(Document passage Opens)

Confiding in a trusted adult

As kids, it can be natural to want to protect your parents, even if they act out in ways you do not think are right. However, if you are being verbally, mentally, physically, or sexually abused, it’s important to tell someone. Not telling someone could allow the toxic or abusive behaviors to persist, and your parents may end up hurting others as well. Speak to a counselor at school or a trusted community leader such as a youth pastor, friend, or teacher. If there is fighting and conflict between your parents, you can also speak out about it, especially if it becomes physical or violent.

Find a safe haven or healthy outlet

If you ever feel unsafe, it can be helpful to have a safe place where you can go to get away from the toxicity you feel at home. Maybe this is a treehouse, fort, a tent you make in your room, your friend’s house, or anywhere you feel comfortable. Find a healthy outlet if you have intense feelings about your parent’s toxicity. Try enjoying your favorite hobby, sport, science or art project, or anything that gives you joy and allows you to express yourself emotionally or physically. These kinds of healthy releases can be beneficial.

Remember that you are not the problem

Toxic parents can sometimes make their children feel like they are the reason they are behaving so terribly. This is not true. You did not cause the toxic behavior of your parents, and it is not your fault. You are also not responsible for your parents. They are responsible for you, and if they cannot be responsible, you have to do what you must to protect yourself and ensure you are being cared for properly. This includes speaking out about toxic behavior if you are being hurt.

Make a list of the things you are grateful for

When life at home becomes difficult, it can lead to feelings of sadness, anxiety, depression, and more. When you’re feeling down, making a list of the things you are grateful for can help you feel better and put things into perspective. Make a list of everything that makes you happy, and turn to it in times of struggle. This is a tip that positive psychologists use, as they believe that cultivating a mindset of gratitude can help combat the negative things that come our way.

Counteract any negative self-talk or thought patterns

If there is a lot of negativity toward you from a parent, it can get into your head, and you may find yourself believing negative things about yourself. Negative thoughts or self-talk can creep in. When this happens, it’s important to challenge each negative thought about yourself with three positive thoughts. Ask yourself, “How realistic are the negative thoughts?” and “What if the situation was flipped and positive conclusions were true?” Then, think about what the most realistic scenario is most likely to be. This can help keep the negative thoughts at bay and preserve your self-esteem.

(Document passage Closes)
(Records supplied Opens)

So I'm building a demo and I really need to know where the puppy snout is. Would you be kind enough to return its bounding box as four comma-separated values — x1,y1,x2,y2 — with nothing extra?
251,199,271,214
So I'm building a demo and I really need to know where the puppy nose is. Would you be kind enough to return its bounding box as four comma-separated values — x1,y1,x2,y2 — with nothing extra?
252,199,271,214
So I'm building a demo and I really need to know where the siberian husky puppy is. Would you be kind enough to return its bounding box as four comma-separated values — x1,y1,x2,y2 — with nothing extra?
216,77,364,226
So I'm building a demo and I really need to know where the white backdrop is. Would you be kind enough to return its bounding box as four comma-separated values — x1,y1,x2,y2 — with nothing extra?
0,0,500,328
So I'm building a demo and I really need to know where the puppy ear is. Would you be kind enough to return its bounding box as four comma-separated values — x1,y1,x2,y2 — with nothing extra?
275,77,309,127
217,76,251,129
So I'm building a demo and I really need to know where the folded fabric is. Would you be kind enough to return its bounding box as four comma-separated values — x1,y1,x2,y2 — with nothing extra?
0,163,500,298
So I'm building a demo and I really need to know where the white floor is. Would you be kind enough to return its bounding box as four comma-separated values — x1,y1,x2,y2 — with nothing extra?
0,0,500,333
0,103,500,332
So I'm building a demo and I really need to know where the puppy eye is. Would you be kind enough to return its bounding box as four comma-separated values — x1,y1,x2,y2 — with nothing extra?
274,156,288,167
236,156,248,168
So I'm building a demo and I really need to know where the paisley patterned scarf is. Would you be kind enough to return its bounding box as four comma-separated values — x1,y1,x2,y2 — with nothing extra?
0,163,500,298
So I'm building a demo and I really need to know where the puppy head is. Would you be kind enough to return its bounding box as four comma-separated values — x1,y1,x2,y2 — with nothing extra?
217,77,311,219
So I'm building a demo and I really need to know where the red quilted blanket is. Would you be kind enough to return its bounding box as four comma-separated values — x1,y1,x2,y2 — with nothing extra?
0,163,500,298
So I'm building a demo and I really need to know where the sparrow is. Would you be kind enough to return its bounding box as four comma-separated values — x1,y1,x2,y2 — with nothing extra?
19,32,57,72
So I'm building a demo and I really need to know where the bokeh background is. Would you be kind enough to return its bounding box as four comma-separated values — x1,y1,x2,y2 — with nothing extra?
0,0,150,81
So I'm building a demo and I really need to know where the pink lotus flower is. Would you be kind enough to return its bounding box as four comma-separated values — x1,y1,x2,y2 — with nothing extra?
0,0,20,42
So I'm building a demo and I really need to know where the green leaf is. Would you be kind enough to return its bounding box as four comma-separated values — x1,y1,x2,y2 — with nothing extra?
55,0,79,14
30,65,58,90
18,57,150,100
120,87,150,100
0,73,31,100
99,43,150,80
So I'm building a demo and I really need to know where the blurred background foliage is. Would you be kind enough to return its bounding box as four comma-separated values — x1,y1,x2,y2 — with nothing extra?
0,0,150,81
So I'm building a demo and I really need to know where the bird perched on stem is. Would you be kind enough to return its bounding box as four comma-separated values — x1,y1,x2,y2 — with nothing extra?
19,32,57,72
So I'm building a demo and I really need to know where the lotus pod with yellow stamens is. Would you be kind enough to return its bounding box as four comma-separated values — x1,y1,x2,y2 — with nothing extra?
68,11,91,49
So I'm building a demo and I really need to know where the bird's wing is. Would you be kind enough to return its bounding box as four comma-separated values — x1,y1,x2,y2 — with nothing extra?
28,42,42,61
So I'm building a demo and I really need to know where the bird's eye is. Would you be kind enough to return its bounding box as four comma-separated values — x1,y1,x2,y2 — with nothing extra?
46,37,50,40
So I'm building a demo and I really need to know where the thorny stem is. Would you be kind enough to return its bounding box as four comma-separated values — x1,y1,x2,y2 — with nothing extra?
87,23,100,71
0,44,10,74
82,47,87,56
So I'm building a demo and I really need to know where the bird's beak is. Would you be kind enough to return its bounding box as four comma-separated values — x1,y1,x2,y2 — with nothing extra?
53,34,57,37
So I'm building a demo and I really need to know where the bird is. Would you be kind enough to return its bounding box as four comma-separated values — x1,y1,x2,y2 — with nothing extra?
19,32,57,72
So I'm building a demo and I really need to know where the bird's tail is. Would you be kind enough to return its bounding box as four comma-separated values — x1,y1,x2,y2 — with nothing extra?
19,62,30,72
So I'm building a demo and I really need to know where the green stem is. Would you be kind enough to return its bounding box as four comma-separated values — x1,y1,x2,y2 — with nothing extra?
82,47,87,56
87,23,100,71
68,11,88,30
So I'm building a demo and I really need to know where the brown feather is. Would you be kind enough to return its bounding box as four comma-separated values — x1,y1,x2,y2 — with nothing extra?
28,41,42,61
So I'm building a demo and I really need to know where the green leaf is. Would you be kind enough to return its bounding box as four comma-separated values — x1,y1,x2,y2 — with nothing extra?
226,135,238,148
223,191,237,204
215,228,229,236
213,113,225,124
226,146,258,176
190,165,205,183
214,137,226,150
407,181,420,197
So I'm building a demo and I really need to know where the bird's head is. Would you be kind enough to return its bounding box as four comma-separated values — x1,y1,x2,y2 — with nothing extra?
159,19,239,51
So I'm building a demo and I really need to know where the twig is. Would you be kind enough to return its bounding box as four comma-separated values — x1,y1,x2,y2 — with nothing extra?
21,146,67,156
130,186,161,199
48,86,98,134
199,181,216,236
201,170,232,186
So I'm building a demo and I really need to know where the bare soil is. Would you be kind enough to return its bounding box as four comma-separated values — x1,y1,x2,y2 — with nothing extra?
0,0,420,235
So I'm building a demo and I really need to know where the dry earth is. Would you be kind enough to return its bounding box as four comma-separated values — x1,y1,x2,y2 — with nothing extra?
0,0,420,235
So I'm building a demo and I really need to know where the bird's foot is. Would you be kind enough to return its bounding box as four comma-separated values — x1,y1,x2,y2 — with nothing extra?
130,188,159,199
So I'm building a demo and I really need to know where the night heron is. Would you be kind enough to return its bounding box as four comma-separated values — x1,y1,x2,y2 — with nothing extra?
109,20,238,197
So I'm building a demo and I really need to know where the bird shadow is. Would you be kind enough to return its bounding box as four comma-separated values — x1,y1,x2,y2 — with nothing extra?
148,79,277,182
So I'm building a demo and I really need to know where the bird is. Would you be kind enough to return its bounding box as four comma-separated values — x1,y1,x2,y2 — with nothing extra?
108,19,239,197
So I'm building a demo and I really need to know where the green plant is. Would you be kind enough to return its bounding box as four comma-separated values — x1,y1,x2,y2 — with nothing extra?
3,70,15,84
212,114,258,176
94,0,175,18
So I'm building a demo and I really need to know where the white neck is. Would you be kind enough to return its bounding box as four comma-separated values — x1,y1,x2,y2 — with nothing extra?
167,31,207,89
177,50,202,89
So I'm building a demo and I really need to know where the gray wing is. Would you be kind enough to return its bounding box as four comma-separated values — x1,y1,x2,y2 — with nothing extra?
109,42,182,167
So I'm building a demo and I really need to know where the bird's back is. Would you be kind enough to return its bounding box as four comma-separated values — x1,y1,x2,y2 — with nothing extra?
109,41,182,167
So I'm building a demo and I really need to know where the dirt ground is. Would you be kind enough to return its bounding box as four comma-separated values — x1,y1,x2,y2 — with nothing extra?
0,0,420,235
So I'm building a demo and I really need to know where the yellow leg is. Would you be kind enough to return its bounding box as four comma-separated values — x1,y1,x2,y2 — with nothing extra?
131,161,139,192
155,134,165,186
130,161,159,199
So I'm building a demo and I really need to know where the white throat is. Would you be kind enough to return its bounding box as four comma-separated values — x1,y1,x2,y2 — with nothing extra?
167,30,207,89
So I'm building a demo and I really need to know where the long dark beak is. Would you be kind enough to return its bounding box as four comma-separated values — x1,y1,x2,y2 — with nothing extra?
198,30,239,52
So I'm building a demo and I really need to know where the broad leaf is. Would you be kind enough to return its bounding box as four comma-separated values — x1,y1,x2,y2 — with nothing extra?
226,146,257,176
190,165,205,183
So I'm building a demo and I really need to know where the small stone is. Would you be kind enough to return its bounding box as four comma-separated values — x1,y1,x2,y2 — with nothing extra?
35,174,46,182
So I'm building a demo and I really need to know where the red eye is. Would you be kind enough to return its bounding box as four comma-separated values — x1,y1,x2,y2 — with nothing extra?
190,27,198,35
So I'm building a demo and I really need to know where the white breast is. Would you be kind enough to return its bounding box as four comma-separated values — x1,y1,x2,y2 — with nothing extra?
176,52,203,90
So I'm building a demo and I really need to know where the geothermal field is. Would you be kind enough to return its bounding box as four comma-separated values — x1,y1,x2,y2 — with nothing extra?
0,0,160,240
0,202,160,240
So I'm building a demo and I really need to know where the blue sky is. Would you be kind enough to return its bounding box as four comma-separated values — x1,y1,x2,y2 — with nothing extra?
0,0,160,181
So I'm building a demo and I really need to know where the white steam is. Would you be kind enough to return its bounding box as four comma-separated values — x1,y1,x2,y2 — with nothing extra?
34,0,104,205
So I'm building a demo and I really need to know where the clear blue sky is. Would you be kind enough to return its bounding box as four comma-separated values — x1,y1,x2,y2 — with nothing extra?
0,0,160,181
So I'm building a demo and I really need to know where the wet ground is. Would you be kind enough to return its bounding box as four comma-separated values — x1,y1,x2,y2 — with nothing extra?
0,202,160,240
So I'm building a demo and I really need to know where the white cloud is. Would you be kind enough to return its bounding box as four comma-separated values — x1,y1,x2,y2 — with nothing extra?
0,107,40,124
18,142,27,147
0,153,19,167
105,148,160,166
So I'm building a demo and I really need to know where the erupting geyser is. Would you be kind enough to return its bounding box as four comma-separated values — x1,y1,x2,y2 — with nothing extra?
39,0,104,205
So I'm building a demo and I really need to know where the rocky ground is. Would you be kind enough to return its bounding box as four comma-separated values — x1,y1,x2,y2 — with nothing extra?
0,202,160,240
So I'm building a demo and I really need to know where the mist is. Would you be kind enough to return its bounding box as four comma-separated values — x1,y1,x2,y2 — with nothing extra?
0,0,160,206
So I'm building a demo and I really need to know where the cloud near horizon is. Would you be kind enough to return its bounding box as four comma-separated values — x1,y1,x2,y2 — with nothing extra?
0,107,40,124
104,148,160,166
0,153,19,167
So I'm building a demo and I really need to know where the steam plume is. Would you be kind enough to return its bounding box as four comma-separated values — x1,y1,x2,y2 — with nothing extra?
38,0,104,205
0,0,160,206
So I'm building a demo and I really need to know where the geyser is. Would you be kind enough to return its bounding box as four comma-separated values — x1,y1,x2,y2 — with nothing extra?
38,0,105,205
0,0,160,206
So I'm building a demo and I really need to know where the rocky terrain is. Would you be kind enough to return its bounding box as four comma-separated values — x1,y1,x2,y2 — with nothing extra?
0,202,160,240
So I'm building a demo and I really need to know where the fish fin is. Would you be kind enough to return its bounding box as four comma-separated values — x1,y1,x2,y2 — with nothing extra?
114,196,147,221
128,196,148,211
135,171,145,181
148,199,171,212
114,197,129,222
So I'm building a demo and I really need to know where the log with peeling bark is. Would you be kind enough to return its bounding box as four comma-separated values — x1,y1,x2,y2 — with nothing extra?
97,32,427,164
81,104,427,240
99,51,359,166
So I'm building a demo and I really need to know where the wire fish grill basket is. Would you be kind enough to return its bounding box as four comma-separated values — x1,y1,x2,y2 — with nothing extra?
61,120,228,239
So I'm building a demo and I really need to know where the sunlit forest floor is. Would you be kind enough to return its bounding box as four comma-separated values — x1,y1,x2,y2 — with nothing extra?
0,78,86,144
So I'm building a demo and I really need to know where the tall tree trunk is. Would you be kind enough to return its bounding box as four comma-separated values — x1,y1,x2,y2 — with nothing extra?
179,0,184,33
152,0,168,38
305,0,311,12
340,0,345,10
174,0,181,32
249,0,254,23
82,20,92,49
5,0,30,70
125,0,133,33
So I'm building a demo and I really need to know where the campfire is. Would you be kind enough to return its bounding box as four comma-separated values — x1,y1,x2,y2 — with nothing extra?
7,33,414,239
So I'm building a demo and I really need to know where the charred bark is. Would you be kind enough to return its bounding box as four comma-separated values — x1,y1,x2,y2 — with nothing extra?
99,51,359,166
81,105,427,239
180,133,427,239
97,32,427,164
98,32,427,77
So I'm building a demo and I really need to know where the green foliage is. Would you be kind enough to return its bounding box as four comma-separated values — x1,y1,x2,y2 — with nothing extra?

(Records supplied Closes)

In the passage about toxic parents, please start at the words "Toxic parents can" and end after "are being hurt.". Write that part again, substituting "harmful behavior" for "toxic behavior".

Toxic parents can sometimes make their children feel like they are the reason they are behaving so terribly. This is not true. You did not cause the harmful behavior of your parents, and it is not your fault. You are also not responsible for your parents. They are responsible for you, and if they cannot be responsible, you have to do what you must to protect yourself and ensure you are being cared for properly. This includes speaking out about harmful behavior if you are being hurt.